Trecho fornecido:
Podemos fazer uma reflexão, que também vai fazer ligação com esse outro texto meu, sobre algo considerado “de mulher” ser ridicularizado, se a maioria das pessoas que escrevessem fanfics na época fossem homens e eles inserissem em suas histórias personagens como eles, talvez os termos Mary Sue e Gary Stu nunca tivessem existido. Mas já falei dessa questão no texto apontado aqui, o foco agora é falar sobre autoinserção.

Autoinserção é quando um escritor escreve um personagem que na verdade é ele mesmo. Isso não acontece só em fanfics, Tolkien admitiu que Faramir era o personagem que representava ele mesmo no mundo do Senhor dos Anéis.

Porém se pararmos pra pensar, a autoinserção é algo que pode acontecer de outras formas. Por exemplo, quando você joga um RPG, seja de mesa ou no videogame, e faz um personagem parecido com você fisicamente ou psicologicamente, isso é um tipo de autoinserção. Nos meus anos de fandom, fóruns e tumblr, percebi que não era incomum encontrar autoinserção de todas as formas: fanfics, jogos e em fanart.

Entradas de dados:
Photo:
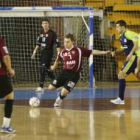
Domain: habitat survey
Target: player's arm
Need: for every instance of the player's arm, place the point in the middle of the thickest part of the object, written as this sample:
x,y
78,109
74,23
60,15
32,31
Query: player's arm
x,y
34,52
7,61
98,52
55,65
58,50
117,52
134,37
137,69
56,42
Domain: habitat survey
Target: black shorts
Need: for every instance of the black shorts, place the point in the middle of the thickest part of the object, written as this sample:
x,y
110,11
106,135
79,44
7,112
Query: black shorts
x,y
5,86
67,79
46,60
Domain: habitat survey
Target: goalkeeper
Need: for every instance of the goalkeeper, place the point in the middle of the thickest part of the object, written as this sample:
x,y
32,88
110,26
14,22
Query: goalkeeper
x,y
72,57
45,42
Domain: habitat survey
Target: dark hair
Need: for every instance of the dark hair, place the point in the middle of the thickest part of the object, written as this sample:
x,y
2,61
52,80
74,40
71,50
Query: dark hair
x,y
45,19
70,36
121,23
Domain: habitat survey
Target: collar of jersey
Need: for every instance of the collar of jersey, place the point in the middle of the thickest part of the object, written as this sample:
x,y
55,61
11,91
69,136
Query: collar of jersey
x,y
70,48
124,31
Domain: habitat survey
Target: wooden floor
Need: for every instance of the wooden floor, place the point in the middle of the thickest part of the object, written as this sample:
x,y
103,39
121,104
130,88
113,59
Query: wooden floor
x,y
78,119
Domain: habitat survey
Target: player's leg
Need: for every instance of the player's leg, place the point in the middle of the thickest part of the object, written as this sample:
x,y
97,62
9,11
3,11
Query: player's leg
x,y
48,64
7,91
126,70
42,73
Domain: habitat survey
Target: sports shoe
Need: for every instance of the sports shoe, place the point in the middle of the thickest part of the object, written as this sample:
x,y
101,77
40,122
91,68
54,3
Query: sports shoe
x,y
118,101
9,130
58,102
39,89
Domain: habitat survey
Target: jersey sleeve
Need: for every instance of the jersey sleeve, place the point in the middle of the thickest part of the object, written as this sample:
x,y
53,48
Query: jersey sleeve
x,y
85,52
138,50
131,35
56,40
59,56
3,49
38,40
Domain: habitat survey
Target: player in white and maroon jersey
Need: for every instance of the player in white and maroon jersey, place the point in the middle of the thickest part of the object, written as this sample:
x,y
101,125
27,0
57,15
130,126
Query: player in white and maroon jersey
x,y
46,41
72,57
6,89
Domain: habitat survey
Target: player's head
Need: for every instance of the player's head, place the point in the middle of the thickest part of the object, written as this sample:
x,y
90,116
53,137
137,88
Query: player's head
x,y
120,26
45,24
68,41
...
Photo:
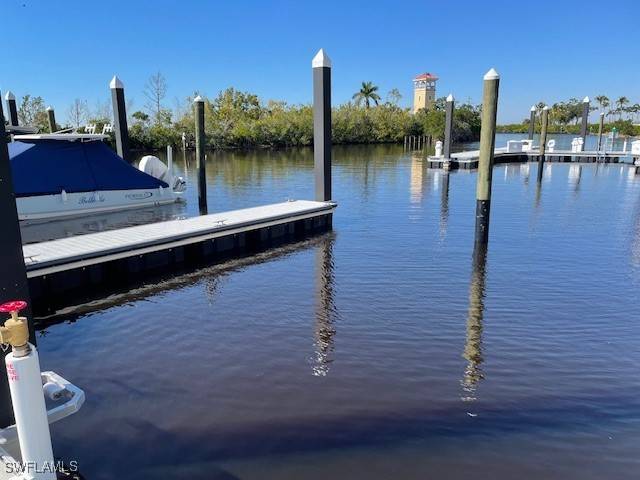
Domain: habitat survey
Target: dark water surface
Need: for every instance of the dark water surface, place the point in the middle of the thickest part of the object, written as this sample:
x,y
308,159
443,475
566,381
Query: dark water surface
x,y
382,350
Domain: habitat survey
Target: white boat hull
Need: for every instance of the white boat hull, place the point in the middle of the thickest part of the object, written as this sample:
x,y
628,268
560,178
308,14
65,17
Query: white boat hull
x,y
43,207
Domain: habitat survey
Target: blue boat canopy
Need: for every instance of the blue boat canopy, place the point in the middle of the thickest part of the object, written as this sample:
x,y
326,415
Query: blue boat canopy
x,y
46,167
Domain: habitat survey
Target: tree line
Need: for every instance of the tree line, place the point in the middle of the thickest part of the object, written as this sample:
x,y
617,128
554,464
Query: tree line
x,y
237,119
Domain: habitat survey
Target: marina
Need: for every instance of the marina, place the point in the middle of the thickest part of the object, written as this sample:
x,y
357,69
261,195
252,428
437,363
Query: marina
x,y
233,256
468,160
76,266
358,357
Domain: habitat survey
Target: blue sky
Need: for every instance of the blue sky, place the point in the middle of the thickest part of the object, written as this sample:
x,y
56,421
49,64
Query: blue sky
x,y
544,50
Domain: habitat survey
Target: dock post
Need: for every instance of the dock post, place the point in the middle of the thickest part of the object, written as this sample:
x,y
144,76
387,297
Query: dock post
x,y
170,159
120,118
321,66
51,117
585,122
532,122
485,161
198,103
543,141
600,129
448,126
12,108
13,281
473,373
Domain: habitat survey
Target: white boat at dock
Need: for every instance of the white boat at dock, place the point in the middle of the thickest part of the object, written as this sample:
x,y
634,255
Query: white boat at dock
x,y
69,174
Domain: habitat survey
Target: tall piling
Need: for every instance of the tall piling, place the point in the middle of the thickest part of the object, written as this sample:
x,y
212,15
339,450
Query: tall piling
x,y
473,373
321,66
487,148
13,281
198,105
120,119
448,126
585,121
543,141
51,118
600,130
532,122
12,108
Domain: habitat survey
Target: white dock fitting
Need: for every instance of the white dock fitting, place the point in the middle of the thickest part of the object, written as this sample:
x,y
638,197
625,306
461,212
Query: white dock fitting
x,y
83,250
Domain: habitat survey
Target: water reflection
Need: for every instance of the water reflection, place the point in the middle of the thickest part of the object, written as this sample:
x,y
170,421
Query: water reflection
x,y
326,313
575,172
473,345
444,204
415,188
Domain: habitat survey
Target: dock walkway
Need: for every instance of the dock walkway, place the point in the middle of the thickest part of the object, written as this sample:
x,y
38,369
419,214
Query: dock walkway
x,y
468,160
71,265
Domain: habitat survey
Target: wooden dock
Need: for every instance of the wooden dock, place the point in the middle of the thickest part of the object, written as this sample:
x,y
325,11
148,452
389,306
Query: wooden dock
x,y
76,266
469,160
==
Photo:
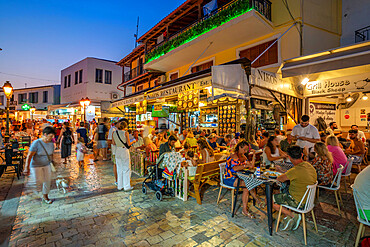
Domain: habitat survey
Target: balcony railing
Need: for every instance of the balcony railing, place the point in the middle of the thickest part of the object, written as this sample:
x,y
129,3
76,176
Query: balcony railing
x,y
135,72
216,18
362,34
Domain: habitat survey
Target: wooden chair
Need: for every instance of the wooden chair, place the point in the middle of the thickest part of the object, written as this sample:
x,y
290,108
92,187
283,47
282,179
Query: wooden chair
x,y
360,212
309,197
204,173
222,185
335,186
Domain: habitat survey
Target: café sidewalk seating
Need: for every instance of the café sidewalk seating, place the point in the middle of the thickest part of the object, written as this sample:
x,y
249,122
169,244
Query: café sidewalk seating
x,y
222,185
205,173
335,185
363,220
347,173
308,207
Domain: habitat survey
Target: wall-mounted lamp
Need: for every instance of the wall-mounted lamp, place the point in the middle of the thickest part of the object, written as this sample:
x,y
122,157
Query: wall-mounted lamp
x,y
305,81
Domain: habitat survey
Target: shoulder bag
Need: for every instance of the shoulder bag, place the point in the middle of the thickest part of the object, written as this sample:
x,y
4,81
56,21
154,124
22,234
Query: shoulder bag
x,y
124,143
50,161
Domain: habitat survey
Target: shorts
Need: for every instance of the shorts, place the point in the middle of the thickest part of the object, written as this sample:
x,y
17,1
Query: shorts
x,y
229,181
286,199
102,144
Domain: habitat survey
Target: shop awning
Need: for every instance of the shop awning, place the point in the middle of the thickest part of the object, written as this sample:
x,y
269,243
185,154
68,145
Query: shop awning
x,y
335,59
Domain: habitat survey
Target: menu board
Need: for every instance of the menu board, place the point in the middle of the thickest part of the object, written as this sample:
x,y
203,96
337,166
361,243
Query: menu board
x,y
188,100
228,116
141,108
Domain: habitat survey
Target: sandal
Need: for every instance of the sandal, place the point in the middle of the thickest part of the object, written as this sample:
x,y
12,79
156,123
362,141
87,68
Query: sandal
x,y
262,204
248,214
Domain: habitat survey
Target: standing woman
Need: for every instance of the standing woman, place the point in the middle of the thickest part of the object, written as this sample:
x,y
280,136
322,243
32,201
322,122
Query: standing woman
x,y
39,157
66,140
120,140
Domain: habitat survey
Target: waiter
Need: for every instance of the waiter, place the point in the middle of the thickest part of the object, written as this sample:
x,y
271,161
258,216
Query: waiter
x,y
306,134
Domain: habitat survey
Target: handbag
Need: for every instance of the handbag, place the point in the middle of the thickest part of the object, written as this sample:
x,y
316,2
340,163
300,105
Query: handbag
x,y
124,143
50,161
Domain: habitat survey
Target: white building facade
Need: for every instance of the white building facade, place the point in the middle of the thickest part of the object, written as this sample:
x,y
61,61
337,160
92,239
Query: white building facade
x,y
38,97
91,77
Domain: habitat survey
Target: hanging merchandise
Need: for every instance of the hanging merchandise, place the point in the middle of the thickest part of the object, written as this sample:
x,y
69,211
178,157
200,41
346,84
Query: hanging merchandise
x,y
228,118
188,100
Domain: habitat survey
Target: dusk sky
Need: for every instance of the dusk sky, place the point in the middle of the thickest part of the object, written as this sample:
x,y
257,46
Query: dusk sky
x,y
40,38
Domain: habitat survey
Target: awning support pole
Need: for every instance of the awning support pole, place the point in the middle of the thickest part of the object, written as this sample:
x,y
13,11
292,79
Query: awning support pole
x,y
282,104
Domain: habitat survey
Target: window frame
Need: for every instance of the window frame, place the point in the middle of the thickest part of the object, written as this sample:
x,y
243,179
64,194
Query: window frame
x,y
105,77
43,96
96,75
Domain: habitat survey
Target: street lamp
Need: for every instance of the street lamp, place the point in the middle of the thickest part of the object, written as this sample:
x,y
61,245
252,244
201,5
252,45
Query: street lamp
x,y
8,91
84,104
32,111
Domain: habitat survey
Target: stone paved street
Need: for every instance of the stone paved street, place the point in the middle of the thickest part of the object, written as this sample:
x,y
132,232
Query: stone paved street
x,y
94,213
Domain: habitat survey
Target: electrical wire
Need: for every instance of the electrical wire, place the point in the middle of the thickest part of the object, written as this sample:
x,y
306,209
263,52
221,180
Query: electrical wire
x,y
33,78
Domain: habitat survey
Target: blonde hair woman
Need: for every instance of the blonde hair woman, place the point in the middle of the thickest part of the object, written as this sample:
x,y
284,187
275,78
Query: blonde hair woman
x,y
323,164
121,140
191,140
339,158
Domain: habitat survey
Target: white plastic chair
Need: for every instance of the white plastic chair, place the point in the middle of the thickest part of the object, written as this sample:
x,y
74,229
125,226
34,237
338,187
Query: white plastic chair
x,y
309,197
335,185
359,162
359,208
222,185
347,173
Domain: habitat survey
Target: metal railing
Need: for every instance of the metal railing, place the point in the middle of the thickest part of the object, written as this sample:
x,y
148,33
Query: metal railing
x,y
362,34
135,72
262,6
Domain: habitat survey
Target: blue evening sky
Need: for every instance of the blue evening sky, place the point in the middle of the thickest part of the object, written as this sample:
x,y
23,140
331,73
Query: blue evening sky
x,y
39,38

Objetivo do exercício: Reproduza sem nenhuma alteração a parte do trecho sobre autoinserção que vai de "Podemos fazer uma" até "falar sobre autoinserção.", incluindo ambos os extremos.

Resultado do exercício:
Podemos fazer uma reflexão, que também vai fazer ligação com esse outro texto meu, sobre algo considerado “de mulher” ser ridicularizado, se a maioria das pessoas que escrevessem fanfics na época fossem homens e eles inserissem em suas histórias personagens como eles, talvez os termos Mary Sue e Gary Stu nunca tivessem existido. Mas já falei dessa questão no texto apontado aqui, o foco agora é falar sobre autoinserção.